• [Text provided]:
^^^^

Three nights ago with the sprain still fresh below the ball of my foot, I awoke to the throb of pain and swelling. For a few minutes I tried to ignore it, but sleep wasn’t going to happen like that. I crawled out of bed, took two Advil and crawled halfway back under the covers.
That’s often how it goes when you’re injured. Athletes can often deal with every kind of pain life dishes out except the kind of pain they don’t impose upon themselves. Yet most of us learn not to whine, and if we’re smart, not to rush the recovery process too much.
Grant you, I got up and went for a two-mile walk at the indoor track the morning after my meniscus repair surgery. But the knee did not hurt. Nor was I drugged up or anything from the anesthesia. With all signs go, I got up and went.
Did the same thing the morning after my bike crash in the hills of Wisconsin. Once they pushed me out the door at the hospital with a sling on my arm and some Vicodin in my veins, I knew the recovery process had to begin right away. After a weird night sleeping in the chilly tent on a Labor Day weekend, I pulled on some loose sweats and walked a mile down a big hill to the lake and back.
On the way back up the hill, I chuckled out loud recalling a midnight venture in the moonlight the night before. I’d crawled out of the tent take a whiz and had to let my pants drop to my ankles because I only had one arm free to conduct the operation. I’d make noise getting out of the tent that my longtime friend was sharing to keep an eye on me. He peeked out the tent flap to the odd specter of my white ass shining under a full moon. “What the hell are you doing?” he asked.

^^^^

• [Exercise requirements]:
Can you carry on the injury-recovery essay from its last line? The material after this point is separate from the injury-recovery essay.

^^^^

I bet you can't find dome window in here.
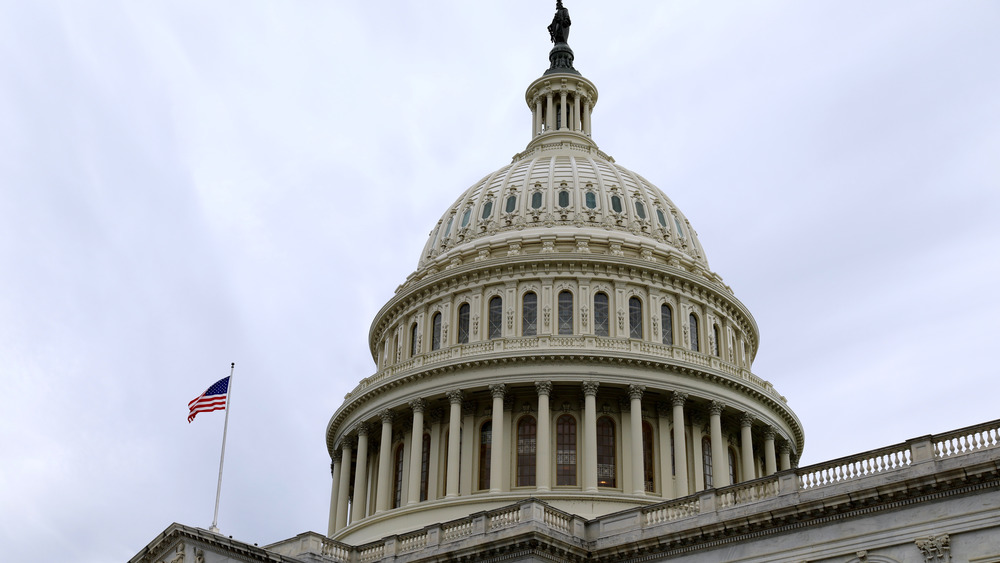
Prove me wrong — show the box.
[504,195,517,213]
[611,195,622,213]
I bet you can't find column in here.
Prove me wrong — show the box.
[337,436,354,531]
[490,383,507,493]
[573,94,583,131]
[670,391,690,497]
[656,402,676,500]
[740,412,757,481]
[583,381,600,493]
[445,390,462,498]
[531,96,542,138]
[545,92,556,131]
[351,422,368,523]
[375,409,393,513]
[406,399,427,504]
[628,384,646,495]
[705,401,731,489]
[326,450,341,536]
[535,381,552,491]
[764,426,778,476]
[559,90,569,129]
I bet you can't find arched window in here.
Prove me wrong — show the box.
[489,296,503,339]
[556,414,576,485]
[701,436,713,489]
[628,297,642,338]
[517,414,537,487]
[557,291,573,334]
[594,293,610,336]
[392,444,403,508]
[420,434,431,501]
[688,313,699,352]
[642,420,656,493]
[458,303,469,344]
[431,313,441,350]
[728,448,739,485]
[660,304,674,346]
[521,291,538,336]
[479,420,493,490]
[597,416,618,487]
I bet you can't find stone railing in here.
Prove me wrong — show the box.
[347,335,772,403]
[314,420,1000,563]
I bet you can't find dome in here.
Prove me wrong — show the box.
[326,7,804,543]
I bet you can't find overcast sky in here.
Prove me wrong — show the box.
[0,0,1000,562]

^^^^

• [Output of the exercise]:
I was shivering from the combination of the cold night air and the effects of the Vicodin. My teeth were chattering as I tried to reply. “I’m…taking…a piss,” I laughed.
Like a wasp in water
So let’s swim headfirst into an allegory here. This morning I watched a wasp fly right past me and <plop> in the water. I wondered why that happened, then noticed another wasp lying flat on the water, its body held aloft, for the most part, by surface tension. The first wasp wasn’t moving, but the second wasp was swimming in that way that creatures shocked by immersion in water often do.
And I thought: That’s how most of us respond when we find ourselves in suddenly foreign circumstances. We emotionally flail around a little bit. That’s what happens when we get injured. There’s the shock of immersion in that reality. Then the slow realization of what really happened. A touch of panic and even some feeble attempts at pretending it didn’t happen. And then, if we’re lucky and smart, we figure out how to slowly work our way across the surface of our inactivity and climb out of water to fly again.
Well, I had mercy on both the wasps. I actually put a leaf down to help them climb on and get out of the water. That’s kind of what our doctors and therapists do. They extend the branch to recovery. If we accept it, we typically climb out faster than we might on our own.
But not always. Sometimes our injuries nag us, or even become permanent fixtures in our being. Then we have to find the positives even in that circumstance. We might cut down our running and add biking or swimming. Whatever the circumstance demands. We’re all different. Find your own positives.
The worst thing that can happen is a relapse of the original injury. That means it doesn’t pay to push it too hard, too soon. But there’s also a risk of stiffening up after an accident or surgery, so you must engage in an active recovery of some sort. Typically that begins with supervised exercise under the guidance of a physical therapist or trainer.
Even then, the best approach is to listen to your instincts and learn how to distinguish between types of pain. The soreness of recovery or swelling may be uncomfortable, but it also tells a story. Limited range of motion from swelling is a natural way of telling you “This spot must be protected.”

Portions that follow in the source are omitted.